== Exercise goal ==
Throughout the material below, how many lines include the string "sidewalk"? Reply with only the number.

== Data ==
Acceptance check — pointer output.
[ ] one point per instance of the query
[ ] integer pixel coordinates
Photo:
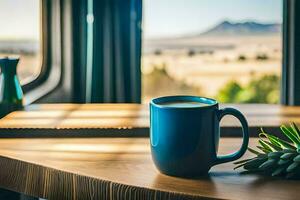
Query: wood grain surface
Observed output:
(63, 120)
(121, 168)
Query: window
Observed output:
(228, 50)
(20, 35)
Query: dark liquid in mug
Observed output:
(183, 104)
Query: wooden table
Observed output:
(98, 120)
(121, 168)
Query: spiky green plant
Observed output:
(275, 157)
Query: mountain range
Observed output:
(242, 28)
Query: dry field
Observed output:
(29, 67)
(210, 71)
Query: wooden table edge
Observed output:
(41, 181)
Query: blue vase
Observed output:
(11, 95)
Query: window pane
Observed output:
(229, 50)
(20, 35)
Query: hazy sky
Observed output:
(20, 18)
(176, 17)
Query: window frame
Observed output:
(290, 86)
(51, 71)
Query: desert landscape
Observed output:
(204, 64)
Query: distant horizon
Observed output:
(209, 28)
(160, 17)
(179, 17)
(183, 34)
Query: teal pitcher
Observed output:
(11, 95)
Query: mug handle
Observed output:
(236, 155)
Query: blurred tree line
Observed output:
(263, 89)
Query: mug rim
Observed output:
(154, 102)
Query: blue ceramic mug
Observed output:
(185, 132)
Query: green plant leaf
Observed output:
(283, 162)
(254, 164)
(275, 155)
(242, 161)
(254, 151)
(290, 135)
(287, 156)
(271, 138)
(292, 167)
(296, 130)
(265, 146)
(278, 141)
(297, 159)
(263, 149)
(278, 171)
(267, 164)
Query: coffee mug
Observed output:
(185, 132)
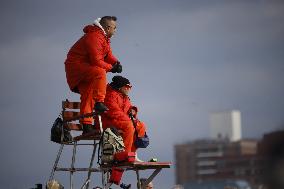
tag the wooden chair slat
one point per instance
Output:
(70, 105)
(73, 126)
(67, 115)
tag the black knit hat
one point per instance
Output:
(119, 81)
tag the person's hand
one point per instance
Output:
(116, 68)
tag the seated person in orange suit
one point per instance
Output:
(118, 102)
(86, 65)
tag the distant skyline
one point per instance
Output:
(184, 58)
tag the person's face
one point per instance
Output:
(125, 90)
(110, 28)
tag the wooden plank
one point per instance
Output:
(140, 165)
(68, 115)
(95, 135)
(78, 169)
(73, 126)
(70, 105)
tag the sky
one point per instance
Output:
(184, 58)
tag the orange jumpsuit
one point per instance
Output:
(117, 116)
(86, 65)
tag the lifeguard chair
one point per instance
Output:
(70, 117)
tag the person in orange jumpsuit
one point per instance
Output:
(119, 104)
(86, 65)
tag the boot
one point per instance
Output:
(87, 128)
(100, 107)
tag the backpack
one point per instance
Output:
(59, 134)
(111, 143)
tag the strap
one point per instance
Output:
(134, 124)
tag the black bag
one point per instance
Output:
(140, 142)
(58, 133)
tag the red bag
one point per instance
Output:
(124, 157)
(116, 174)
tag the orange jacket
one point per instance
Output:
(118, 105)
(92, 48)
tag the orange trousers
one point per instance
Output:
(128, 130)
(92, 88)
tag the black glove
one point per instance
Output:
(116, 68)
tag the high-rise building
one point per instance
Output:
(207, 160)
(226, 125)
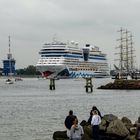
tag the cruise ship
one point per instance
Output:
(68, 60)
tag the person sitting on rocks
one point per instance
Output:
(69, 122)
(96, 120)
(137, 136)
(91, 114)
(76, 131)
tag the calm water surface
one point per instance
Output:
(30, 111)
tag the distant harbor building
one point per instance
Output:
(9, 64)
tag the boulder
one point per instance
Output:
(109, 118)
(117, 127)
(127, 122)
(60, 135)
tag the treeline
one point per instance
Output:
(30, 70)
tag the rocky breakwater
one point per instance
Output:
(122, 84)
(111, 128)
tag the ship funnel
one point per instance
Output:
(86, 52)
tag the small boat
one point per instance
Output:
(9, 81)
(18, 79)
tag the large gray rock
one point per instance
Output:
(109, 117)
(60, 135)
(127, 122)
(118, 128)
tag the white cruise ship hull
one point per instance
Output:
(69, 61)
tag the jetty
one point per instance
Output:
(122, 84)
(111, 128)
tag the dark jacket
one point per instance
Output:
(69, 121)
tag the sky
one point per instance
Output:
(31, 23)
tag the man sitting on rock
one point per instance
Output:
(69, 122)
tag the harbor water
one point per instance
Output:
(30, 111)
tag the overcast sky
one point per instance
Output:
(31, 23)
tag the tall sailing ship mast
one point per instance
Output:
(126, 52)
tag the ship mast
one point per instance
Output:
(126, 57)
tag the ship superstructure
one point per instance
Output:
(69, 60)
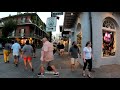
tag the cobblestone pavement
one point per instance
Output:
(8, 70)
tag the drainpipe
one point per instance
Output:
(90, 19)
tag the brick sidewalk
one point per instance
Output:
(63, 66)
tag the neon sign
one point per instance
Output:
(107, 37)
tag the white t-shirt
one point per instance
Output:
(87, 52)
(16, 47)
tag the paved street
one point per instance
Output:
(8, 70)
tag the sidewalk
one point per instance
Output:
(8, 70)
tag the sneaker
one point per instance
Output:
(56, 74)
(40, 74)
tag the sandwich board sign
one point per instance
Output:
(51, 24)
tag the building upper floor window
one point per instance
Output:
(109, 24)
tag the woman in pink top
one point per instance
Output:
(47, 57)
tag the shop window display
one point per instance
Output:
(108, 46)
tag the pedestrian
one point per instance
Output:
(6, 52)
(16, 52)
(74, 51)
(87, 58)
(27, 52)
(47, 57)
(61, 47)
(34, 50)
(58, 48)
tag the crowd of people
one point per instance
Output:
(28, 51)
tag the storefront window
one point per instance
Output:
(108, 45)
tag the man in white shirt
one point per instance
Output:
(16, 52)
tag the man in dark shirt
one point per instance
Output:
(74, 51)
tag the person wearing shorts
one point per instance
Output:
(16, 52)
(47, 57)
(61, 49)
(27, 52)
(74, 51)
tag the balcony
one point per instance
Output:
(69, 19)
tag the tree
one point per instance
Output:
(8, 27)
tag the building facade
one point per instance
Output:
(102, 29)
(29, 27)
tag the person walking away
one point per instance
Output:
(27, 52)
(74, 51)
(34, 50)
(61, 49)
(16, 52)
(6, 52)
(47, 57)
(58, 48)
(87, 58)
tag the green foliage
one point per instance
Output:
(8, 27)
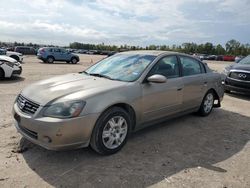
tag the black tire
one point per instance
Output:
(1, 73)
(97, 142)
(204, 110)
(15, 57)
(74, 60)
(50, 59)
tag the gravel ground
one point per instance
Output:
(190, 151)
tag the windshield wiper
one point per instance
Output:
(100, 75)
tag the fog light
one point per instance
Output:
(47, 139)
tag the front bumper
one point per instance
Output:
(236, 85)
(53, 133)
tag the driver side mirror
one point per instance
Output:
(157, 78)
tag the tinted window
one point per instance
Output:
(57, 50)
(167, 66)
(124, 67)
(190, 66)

== Answer section ==
2